* _PROBLEM_: Return the records below from the line containing "Target: fox cub" onward, exactly, through and including the last line.

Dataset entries
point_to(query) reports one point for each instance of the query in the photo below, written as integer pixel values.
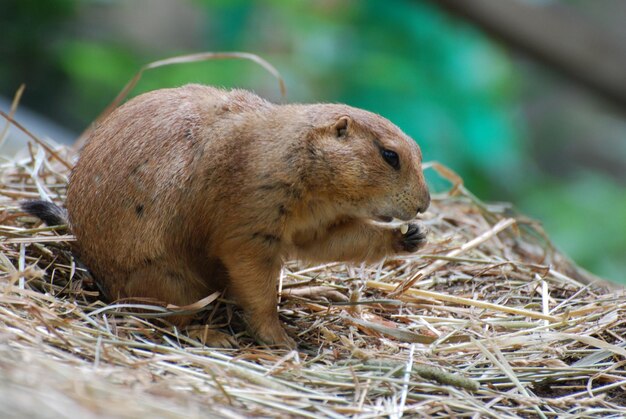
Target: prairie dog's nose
(424, 204)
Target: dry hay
(489, 320)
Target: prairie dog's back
(138, 165)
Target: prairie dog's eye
(391, 157)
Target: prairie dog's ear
(341, 126)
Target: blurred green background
(514, 130)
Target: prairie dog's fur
(180, 192)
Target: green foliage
(443, 82)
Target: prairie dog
(181, 192)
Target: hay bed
(496, 324)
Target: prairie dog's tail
(50, 213)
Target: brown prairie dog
(181, 192)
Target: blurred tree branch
(555, 36)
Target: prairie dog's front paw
(413, 238)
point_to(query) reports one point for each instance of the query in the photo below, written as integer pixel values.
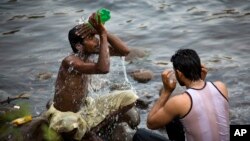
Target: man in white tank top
(203, 108)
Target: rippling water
(33, 39)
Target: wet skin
(72, 80)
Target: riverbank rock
(44, 75)
(142, 104)
(135, 54)
(132, 117)
(122, 132)
(142, 75)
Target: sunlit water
(33, 39)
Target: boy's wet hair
(74, 39)
(188, 62)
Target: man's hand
(169, 80)
(203, 71)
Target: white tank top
(208, 117)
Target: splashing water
(116, 79)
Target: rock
(44, 75)
(142, 76)
(142, 104)
(132, 117)
(122, 132)
(135, 54)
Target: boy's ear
(79, 46)
(179, 73)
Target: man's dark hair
(188, 62)
(74, 39)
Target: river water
(33, 40)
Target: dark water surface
(33, 40)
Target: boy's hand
(203, 71)
(85, 30)
(96, 24)
(169, 80)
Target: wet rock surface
(135, 54)
(142, 75)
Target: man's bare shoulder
(222, 88)
(181, 102)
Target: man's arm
(118, 47)
(164, 110)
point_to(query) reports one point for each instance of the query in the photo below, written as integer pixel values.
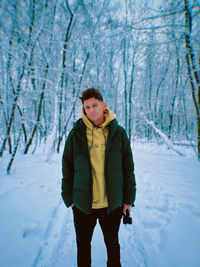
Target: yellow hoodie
(97, 139)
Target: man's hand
(126, 207)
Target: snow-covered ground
(37, 230)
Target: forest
(143, 55)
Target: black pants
(84, 227)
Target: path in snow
(37, 229)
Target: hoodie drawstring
(90, 147)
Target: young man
(98, 177)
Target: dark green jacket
(77, 173)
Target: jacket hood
(108, 116)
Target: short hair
(91, 92)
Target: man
(98, 177)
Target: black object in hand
(127, 218)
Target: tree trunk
(192, 70)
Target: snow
(36, 228)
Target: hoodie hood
(97, 141)
(108, 116)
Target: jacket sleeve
(129, 187)
(68, 171)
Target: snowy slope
(37, 230)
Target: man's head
(93, 105)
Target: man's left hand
(126, 207)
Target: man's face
(94, 110)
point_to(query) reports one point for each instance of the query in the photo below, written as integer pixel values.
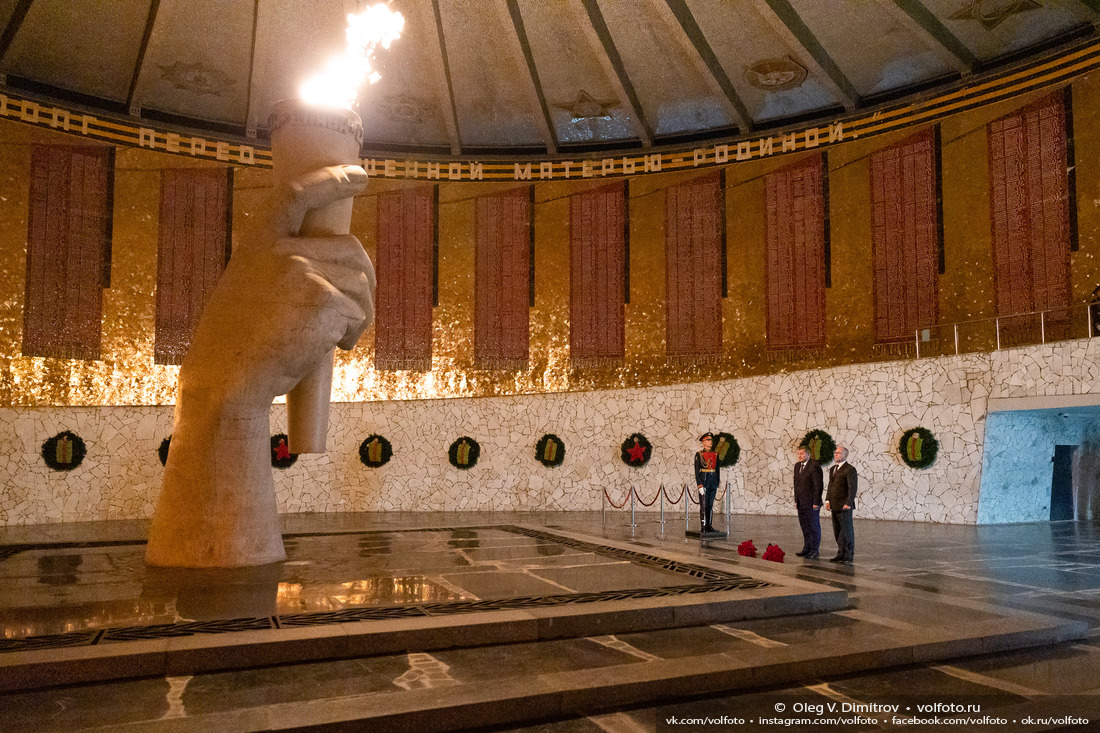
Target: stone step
(477, 703)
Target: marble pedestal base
(705, 535)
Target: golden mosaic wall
(128, 376)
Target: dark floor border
(713, 581)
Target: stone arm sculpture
(279, 307)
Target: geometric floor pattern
(493, 553)
(908, 577)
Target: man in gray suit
(807, 501)
(840, 500)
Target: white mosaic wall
(866, 406)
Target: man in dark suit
(807, 501)
(840, 500)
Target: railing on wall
(685, 496)
(1077, 321)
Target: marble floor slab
(910, 582)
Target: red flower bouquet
(773, 554)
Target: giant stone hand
(279, 307)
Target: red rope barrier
(613, 503)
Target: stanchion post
(686, 526)
(727, 507)
(662, 509)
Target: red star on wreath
(282, 451)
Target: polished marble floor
(906, 576)
(54, 588)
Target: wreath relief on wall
(375, 451)
(463, 452)
(820, 445)
(64, 451)
(636, 450)
(728, 451)
(917, 448)
(550, 450)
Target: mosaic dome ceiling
(524, 76)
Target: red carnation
(773, 554)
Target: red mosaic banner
(1030, 207)
(193, 247)
(597, 249)
(693, 272)
(404, 296)
(502, 280)
(903, 238)
(67, 251)
(794, 245)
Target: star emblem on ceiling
(407, 109)
(586, 107)
(197, 77)
(992, 13)
(776, 74)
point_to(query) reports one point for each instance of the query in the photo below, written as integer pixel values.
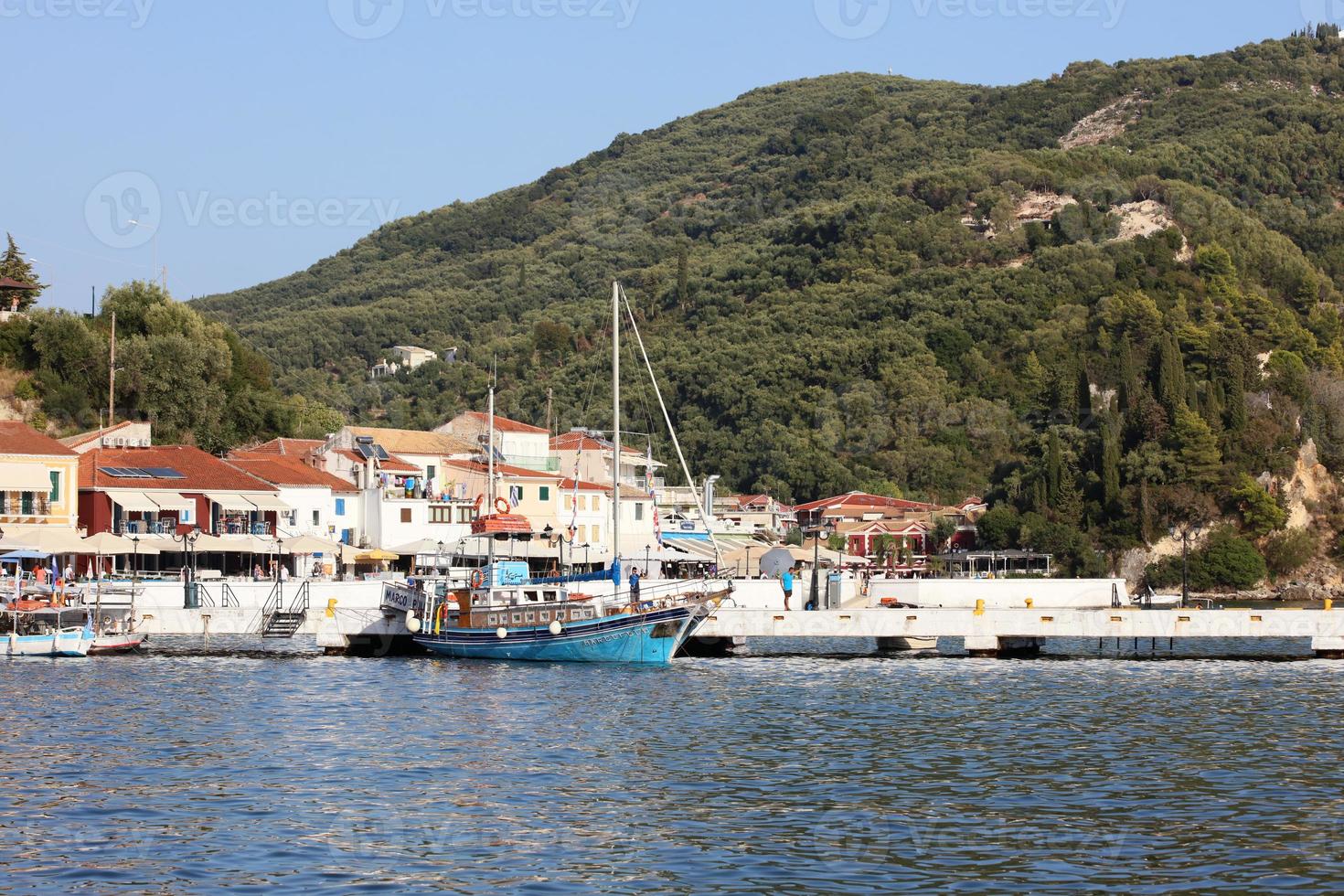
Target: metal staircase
(281, 621)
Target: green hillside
(875, 283)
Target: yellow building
(39, 478)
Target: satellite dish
(777, 561)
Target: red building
(171, 491)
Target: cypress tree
(1054, 469)
(1085, 406)
(1128, 374)
(1110, 468)
(1171, 375)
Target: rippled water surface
(783, 774)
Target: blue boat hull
(638, 640)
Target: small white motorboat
(42, 633)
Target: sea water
(788, 773)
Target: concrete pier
(1003, 633)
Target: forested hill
(875, 283)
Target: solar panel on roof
(125, 472)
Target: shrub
(1287, 552)
(1227, 560)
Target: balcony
(145, 527)
(538, 464)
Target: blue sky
(253, 137)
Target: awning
(133, 501)
(25, 477)
(269, 503)
(229, 501)
(172, 501)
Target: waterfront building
(517, 443)
(320, 504)
(39, 480)
(125, 434)
(169, 491)
(589, 455)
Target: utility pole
(112, 374)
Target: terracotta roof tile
(202, 472)
(83, 438)
(504, 425)
(288, 448)
(288, 472)
(20, 438)
(414, 441)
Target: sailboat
(504, 614)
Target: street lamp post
(815, 603)
(1184, 569)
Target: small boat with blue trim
(46, 632)
(507, 615)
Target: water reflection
(757, 774)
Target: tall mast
(615, 417)
(112, 374)
(489, 475)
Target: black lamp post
(1184, 569)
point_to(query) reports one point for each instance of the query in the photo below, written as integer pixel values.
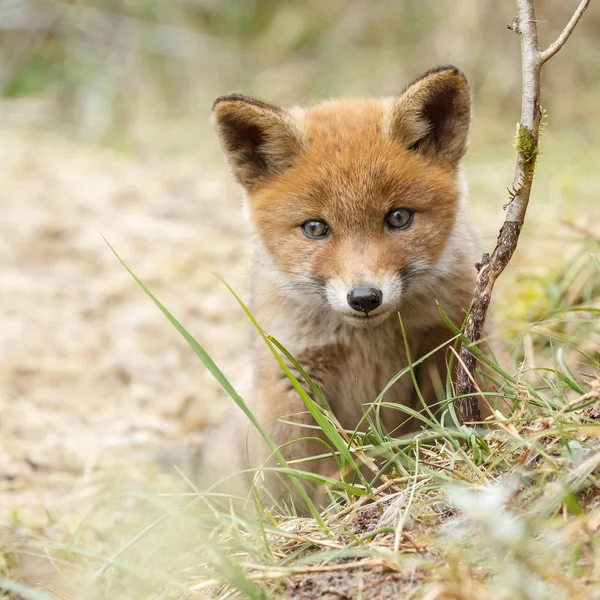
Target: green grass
(509, 510)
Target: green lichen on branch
(527, 147)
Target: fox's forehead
(348, 160)
(343, 120)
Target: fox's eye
(315, 229)
(399, 218)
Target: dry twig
(490, 267)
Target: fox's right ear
(258, 139)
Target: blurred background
(126, 71)
(104, 128)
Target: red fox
(358, 210)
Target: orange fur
(349, 163)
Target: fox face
(355, 203)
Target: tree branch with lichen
(527, 147)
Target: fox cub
(358, 212)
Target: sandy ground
(98, 392)
(90, 370)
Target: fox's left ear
(433, 115)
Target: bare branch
(566, 32)
(528, 132)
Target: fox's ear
(433, 115)
(258, 139)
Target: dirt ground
(98, 392)
(90, 371)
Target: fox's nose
(365, 299)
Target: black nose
(365, 299)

* _RESPONSE TO THE EXERCISE_:
Target: fox cub
(358, 212)
Target: sandy ground
(98, 392)
(90, 370)
Target: fox's left ear
(433, 115)
Target: bare branch
(566, 32)
(528, 132)
Target: fox's ear
(433, 115)
(258, 139)
Target: dirt ground
(98, 392)
(90, 371)
Target: fox's nose
(365, 299)
Target: black nose
(365, 299)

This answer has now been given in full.